## BRIEF
Each line of the material below that holds the word "tabletop" needs to be copied.

## EXTRACTED DATA

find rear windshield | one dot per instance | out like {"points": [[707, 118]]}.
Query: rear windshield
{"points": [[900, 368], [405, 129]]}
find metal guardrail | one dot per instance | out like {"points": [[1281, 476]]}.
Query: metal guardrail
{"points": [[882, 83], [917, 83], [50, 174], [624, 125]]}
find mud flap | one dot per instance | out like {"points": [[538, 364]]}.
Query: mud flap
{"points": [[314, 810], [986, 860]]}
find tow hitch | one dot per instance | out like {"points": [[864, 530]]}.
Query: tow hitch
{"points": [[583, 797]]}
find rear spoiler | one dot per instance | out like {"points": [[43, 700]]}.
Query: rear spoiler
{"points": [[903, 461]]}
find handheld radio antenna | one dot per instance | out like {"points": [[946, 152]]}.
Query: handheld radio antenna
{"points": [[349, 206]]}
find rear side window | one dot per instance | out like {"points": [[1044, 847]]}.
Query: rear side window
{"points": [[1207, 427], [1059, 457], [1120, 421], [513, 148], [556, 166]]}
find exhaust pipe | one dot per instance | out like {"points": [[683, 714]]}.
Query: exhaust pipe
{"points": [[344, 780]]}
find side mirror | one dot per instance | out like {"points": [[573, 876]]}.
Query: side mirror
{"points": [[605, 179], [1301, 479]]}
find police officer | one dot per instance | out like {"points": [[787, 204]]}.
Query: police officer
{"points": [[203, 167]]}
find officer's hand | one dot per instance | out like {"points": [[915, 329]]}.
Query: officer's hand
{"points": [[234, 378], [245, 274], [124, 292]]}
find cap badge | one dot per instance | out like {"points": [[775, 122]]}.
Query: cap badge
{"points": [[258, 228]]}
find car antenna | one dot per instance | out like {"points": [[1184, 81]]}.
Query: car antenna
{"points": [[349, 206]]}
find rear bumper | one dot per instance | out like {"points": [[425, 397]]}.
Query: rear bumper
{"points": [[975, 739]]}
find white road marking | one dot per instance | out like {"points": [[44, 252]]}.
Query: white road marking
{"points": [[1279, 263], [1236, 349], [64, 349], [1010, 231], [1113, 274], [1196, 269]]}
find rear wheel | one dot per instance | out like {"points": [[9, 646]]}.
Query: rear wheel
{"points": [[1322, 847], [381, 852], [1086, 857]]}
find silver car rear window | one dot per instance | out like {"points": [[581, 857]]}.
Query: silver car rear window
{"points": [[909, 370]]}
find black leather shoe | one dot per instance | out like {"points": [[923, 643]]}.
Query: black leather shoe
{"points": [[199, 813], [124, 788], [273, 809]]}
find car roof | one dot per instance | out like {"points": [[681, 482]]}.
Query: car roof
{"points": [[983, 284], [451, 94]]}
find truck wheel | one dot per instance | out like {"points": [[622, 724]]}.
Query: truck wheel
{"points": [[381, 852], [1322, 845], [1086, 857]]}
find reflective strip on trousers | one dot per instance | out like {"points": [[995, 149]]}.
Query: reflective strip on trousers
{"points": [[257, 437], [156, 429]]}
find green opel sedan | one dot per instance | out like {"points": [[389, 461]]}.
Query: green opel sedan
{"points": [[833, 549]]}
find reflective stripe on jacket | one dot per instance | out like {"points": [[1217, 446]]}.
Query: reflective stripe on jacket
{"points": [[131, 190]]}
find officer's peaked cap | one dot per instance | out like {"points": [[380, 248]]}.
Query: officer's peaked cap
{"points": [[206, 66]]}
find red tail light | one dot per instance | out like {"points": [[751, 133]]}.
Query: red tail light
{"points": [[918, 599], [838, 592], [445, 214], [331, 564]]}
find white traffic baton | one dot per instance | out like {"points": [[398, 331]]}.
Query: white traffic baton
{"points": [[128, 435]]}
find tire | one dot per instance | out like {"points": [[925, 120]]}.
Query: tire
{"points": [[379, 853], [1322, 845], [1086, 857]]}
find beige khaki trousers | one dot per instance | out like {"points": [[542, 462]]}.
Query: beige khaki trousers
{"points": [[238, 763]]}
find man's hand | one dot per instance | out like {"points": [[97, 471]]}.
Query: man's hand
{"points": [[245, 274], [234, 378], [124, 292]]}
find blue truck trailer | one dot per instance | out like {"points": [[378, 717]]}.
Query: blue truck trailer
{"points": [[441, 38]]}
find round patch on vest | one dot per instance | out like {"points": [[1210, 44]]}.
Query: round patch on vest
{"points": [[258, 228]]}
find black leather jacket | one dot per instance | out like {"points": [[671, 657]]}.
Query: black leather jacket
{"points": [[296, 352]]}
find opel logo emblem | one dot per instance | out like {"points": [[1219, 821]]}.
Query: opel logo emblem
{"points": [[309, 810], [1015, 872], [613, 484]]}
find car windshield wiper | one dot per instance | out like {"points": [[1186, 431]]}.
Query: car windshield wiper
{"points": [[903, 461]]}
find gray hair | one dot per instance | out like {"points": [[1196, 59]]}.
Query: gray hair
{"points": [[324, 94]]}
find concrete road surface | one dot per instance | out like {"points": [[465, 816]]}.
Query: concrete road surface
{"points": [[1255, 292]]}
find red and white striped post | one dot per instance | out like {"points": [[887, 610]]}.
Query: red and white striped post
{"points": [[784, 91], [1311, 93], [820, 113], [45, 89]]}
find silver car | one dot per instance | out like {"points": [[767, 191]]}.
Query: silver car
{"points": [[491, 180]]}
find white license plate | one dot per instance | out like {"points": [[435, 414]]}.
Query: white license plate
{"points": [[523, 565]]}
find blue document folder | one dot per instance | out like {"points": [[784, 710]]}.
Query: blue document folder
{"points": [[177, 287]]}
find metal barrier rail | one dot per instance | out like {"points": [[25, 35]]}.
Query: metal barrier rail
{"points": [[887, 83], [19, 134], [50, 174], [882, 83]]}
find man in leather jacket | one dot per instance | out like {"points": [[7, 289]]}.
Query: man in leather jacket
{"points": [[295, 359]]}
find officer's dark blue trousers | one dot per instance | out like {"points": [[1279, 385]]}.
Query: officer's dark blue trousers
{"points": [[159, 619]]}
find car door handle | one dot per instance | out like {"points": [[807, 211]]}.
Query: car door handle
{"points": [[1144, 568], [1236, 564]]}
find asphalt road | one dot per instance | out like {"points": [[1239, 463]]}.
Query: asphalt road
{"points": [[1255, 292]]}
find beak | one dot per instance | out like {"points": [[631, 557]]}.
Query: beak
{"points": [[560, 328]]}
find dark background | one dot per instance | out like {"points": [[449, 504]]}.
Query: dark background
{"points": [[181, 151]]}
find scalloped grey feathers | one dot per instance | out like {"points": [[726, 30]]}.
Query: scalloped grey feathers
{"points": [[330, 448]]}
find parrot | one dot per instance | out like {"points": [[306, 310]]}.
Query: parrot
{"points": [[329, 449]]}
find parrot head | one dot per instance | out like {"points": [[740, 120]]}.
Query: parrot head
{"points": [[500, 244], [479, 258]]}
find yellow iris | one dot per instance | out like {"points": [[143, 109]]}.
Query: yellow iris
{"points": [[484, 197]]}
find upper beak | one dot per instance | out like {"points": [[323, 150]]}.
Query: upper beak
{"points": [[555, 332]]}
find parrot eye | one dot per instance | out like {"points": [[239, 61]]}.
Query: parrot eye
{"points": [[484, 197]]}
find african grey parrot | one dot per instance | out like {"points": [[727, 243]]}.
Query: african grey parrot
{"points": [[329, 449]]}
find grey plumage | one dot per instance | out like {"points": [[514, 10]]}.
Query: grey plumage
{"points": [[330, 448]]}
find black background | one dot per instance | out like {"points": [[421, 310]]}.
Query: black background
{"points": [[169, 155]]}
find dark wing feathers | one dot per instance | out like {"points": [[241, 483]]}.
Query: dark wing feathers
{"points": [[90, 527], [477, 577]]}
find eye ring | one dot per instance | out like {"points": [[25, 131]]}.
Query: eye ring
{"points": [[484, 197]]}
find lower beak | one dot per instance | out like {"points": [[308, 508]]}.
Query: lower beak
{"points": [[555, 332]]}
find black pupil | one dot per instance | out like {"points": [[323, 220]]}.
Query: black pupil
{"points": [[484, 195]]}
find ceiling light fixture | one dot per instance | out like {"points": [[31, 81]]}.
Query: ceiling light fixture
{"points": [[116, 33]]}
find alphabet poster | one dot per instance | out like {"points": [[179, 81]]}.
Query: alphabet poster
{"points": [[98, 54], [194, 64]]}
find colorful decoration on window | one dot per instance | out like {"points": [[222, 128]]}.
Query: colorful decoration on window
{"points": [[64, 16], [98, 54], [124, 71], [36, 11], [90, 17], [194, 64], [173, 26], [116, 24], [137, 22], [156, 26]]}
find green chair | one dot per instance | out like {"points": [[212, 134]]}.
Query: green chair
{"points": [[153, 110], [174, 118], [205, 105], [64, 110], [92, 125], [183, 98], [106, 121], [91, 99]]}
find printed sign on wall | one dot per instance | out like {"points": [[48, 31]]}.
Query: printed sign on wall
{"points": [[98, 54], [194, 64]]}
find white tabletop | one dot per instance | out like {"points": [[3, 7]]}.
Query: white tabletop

## RESPONSE TO THE TASK
find white tabletop | one dot per instance | out like {"points": [[3, 7]]}.
Query: white tabletop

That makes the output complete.